- PROBLEM DETAILS: The expected output is the complete data, reproduced exactly.

- GIVEN INFORMATION:
++++++++++++++++++++
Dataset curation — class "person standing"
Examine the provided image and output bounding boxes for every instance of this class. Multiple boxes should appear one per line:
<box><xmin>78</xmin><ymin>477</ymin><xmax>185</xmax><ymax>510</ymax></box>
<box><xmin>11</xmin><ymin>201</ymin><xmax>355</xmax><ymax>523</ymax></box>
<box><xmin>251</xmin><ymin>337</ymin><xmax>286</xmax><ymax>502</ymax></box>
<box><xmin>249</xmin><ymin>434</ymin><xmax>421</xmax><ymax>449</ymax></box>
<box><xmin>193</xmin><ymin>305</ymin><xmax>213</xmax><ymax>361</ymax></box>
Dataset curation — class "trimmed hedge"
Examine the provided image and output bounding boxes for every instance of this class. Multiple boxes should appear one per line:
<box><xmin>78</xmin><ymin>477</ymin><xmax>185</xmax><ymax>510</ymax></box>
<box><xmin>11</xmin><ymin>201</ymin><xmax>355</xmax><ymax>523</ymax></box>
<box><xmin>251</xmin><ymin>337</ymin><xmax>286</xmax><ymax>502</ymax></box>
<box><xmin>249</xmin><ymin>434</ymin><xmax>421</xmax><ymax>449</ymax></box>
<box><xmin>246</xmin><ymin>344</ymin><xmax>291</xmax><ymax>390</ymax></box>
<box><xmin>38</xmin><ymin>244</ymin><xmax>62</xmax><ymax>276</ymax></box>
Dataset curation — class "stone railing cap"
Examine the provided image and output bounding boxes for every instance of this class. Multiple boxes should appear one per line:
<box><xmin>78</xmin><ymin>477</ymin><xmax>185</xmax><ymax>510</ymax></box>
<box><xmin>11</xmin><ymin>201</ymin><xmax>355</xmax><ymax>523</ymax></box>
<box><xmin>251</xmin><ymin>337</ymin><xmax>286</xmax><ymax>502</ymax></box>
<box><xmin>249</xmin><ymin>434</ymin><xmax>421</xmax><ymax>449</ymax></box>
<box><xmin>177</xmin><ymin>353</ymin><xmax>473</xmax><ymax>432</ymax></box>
++++++++++++++++++++
- WRITTEN ANSWER:
Dataset curation — class "person standing"
Examine the provided image and output bounding boxes for every instance of this class. Multiple boxes should appear one per line:
<box><xmin>78</xmin><ymin>477</ymin><xmax>185</xmax><ymax>510</ymax></box>
<box><xmin>11</xmin><ymin>201</ymin><xmax>355</xmax><ymax>523</ymax></box>
<box><xmin>251</xmin><ymin>337</ymin><xmax>286</xmax><ymax>502</ymax></box>
<box><xmin>249</xmin><ymin>434</ymin><xmax>421</xmax><ymax>449</ymax></box>
<box><xmin>193</xmin><ymin>305</ymin><xmax>213</xmax><ymax>361</ymax></box>
Dataset curation — class "trimmed hedge"
Examine the provided image and output bounding boxes for every instance of this class. Multiple boxes should appear one per line:
<box><xmin>78</xmin><ymin>477</ymin><xmax>185</xmax><ymax>510</ymax></box>
<box><xmin>11</xmin><ymin>201</ymin><xmax>355</xmax><ymax>523</ymax></box>
<box><xmin>251</xmin><ymin>337</ymin><xmax>286</xmax><ymax>502</ymax></box>
<box><xmin>249</xmin><ymin>434</ymin><xmax>421</xmax><ymax>449</ymax></box>
<box><xmin>246</xmin><ymin>344</ymin><xmax>291</xmax><ymax>390</ymax></box>
<box><xmin>38</xmin><ymin>244</ymin><xmax>62</xmax><ymax>276</ymax></box>
Dataset curation — class "stone railing cap"
Examine the provided image and output bounding boxes for every instance of this class. Multiple boxes should appear one per line:
<box><xmin>78</xmin><ymin>477</ymin><xmax>185</xmax><ymax>510</ymax></box>
<box><xmin>11</xmin><ymin>201</ymin><xmax>355</xmax><ymax>523</ymax></box>
<box><xmin>251</xmin><ymin>337</ymin><xmax>286</xmax><ymax>502</ymax></box>
<box><xmin>249</xmin><ymin>434</ymin><xmax>421</xmax><ymax>449</ymax></box>
<box><xmin>177</xmin><ymin>353</ymin><xmax>473</xmax><ymax>432</ymax></box>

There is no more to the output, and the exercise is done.